[WHAT THE EXERCISE ASKS] Gather every line below that contains the word "ground", and copy each one as it appears. Case counts.

(Region annotation entries)

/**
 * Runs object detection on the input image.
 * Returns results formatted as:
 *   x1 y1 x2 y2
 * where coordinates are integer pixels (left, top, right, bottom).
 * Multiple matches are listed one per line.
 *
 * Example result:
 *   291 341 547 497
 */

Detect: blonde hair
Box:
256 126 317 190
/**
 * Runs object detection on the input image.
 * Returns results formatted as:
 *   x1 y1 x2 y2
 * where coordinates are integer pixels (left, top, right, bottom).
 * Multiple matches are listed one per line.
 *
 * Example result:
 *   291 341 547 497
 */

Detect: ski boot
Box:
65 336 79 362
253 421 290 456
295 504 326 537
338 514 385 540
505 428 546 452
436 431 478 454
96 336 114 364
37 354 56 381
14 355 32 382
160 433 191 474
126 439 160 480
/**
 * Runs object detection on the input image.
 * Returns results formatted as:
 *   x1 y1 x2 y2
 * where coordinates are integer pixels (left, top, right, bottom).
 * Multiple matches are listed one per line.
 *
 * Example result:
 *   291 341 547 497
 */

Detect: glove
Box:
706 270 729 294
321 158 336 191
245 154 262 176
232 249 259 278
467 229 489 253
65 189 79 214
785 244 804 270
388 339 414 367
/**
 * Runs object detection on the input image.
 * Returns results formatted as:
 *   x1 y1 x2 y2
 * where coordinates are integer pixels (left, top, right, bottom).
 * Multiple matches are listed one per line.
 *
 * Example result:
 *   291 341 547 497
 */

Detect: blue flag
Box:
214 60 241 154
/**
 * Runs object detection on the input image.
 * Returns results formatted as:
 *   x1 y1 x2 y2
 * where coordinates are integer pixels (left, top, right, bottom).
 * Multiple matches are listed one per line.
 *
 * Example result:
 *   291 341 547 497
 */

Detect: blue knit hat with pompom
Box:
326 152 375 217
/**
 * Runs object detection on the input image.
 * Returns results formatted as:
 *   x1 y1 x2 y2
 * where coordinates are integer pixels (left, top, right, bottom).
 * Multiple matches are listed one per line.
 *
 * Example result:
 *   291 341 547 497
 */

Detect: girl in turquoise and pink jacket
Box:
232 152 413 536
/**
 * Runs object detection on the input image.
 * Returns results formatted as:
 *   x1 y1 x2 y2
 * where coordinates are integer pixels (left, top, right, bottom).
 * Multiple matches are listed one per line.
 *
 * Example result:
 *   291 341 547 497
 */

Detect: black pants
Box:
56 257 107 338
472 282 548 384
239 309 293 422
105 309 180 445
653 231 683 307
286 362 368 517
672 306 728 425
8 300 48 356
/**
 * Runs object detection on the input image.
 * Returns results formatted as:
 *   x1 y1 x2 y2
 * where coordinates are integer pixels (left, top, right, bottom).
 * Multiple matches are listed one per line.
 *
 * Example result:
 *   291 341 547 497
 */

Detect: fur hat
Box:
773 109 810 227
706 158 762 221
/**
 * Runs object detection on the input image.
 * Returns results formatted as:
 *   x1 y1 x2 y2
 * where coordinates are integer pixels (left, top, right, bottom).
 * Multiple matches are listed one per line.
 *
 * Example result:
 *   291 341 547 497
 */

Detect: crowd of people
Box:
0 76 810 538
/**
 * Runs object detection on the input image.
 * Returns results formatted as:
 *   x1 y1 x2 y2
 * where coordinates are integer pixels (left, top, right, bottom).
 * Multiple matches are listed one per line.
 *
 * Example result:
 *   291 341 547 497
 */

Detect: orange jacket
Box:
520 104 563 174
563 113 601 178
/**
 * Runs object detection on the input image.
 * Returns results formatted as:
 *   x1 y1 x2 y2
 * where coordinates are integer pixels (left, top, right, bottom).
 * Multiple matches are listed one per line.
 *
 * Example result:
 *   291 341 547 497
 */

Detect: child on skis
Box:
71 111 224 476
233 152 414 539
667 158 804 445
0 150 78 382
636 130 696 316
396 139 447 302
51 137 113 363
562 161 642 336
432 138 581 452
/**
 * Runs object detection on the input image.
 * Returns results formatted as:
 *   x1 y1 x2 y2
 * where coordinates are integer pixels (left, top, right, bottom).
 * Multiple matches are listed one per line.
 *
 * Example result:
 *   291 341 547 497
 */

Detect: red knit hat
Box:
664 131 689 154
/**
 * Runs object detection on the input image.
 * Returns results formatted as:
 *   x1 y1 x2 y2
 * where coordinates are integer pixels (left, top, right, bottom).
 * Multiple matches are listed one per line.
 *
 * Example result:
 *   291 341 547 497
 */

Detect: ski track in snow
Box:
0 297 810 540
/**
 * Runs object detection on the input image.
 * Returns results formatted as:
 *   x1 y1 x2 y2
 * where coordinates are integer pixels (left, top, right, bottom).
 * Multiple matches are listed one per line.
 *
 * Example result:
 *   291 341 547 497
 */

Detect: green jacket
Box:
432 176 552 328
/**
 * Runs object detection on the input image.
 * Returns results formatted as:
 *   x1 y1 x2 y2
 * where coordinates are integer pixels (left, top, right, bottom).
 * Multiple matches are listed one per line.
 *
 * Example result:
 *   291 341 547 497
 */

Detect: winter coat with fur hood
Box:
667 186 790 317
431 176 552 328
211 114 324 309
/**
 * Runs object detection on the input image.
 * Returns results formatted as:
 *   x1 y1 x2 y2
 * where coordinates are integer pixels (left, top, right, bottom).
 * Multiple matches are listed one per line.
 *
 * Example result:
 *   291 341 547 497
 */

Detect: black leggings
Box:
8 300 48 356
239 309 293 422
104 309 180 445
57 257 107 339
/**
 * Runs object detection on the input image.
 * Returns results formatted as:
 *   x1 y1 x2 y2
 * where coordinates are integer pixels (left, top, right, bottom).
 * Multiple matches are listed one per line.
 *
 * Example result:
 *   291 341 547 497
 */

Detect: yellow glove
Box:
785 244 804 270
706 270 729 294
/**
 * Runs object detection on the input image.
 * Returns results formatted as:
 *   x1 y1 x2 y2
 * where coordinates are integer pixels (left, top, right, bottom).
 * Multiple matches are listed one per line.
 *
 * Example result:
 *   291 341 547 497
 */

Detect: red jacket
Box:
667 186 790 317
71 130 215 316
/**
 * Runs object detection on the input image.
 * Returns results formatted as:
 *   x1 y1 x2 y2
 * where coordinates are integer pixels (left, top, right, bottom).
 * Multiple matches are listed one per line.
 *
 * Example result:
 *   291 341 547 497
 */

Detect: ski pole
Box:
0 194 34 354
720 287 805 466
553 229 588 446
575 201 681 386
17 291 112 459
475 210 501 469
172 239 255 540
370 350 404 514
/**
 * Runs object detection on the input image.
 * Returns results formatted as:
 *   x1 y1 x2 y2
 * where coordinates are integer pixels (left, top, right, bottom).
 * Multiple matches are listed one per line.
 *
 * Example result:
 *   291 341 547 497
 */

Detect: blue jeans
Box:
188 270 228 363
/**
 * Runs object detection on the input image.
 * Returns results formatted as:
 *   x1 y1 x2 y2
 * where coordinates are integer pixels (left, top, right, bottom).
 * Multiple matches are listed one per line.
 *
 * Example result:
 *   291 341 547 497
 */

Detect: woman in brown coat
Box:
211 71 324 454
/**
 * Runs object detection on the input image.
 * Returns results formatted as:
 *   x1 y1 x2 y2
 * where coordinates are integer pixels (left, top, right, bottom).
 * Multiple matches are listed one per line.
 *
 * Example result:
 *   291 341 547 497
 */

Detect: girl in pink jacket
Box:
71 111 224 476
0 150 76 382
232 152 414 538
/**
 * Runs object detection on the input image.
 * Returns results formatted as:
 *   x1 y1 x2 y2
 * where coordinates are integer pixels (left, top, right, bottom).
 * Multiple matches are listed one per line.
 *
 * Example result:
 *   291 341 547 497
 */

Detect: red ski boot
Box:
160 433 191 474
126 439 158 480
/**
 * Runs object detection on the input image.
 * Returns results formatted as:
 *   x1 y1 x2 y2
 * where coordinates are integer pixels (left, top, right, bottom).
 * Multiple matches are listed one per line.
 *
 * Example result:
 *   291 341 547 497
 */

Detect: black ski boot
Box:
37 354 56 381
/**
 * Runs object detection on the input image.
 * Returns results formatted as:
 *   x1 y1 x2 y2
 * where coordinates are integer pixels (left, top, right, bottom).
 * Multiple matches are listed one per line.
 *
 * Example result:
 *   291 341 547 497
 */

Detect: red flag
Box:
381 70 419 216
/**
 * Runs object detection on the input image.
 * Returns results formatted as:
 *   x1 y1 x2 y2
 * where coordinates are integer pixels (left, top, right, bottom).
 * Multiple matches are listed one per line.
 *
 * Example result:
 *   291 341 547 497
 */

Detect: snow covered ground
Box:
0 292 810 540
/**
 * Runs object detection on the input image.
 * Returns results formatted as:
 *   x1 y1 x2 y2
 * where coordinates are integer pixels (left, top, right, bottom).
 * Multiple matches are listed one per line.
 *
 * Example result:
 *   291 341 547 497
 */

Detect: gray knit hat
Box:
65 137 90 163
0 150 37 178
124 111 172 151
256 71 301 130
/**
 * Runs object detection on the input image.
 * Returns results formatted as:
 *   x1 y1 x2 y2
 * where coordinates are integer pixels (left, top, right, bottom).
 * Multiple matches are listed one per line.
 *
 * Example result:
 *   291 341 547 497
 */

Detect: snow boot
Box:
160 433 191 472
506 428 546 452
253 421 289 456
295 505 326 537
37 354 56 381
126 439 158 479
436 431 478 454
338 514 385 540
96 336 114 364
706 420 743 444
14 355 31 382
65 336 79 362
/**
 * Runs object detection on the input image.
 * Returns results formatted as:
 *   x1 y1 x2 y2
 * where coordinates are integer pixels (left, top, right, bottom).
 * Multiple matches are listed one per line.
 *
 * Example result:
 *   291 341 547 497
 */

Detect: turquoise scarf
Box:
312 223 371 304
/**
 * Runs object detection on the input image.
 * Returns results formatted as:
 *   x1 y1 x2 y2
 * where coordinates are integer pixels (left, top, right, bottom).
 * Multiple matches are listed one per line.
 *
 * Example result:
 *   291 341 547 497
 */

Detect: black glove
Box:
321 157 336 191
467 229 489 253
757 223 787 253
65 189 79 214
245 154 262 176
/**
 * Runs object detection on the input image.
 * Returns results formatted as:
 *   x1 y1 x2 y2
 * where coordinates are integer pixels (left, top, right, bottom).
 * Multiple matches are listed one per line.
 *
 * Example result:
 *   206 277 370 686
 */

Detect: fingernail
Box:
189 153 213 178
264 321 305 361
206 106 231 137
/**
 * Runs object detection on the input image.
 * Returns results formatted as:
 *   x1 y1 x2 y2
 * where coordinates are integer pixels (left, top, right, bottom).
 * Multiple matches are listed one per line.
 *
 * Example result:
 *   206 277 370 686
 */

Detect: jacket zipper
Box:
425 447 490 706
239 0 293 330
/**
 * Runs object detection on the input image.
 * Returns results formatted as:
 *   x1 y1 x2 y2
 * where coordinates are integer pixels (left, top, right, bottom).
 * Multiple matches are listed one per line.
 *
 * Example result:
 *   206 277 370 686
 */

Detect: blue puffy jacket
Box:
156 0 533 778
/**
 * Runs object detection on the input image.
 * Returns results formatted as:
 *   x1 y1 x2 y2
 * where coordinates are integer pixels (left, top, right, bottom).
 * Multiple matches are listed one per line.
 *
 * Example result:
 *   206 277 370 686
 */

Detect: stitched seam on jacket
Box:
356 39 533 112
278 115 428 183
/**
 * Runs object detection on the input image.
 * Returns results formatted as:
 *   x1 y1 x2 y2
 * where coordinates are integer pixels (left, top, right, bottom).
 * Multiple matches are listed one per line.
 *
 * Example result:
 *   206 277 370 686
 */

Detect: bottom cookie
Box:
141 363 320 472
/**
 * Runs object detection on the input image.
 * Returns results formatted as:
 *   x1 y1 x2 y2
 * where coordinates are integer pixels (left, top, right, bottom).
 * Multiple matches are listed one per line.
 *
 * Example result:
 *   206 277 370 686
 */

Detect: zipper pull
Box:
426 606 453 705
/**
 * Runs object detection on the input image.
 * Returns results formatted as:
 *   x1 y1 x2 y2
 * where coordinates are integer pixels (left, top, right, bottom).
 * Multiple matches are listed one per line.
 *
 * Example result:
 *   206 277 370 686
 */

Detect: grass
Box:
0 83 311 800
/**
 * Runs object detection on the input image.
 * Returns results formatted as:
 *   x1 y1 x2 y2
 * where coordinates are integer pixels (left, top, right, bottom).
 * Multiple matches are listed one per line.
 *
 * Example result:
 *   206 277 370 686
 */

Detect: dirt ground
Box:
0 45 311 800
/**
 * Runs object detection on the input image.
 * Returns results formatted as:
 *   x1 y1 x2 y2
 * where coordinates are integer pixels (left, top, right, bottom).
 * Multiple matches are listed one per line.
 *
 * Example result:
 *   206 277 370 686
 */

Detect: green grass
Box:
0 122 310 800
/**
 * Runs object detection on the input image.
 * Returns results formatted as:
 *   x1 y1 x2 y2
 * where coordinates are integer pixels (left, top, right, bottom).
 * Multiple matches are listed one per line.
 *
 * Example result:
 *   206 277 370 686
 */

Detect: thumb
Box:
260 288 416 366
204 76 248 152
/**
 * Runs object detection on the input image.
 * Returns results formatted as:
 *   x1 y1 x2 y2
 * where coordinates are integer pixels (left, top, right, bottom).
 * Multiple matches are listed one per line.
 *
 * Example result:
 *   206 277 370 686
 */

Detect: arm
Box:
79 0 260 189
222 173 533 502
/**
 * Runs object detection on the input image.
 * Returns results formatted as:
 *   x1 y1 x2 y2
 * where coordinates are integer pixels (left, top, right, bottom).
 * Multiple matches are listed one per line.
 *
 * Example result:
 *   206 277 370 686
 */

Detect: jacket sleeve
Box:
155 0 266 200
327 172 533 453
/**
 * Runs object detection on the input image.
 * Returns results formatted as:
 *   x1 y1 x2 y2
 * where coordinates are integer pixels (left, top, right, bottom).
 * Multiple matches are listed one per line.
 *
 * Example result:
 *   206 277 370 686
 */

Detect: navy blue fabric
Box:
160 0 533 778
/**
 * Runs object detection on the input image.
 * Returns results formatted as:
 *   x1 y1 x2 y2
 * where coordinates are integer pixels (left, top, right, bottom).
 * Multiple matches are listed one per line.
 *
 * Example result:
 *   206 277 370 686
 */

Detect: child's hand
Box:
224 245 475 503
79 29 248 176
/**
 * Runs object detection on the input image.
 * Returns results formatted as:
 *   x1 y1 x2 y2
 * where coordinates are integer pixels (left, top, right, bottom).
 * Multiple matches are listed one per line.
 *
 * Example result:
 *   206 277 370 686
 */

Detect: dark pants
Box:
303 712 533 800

[FINISHED TASK]
Detect: snow covered ground
Detect: dirt ground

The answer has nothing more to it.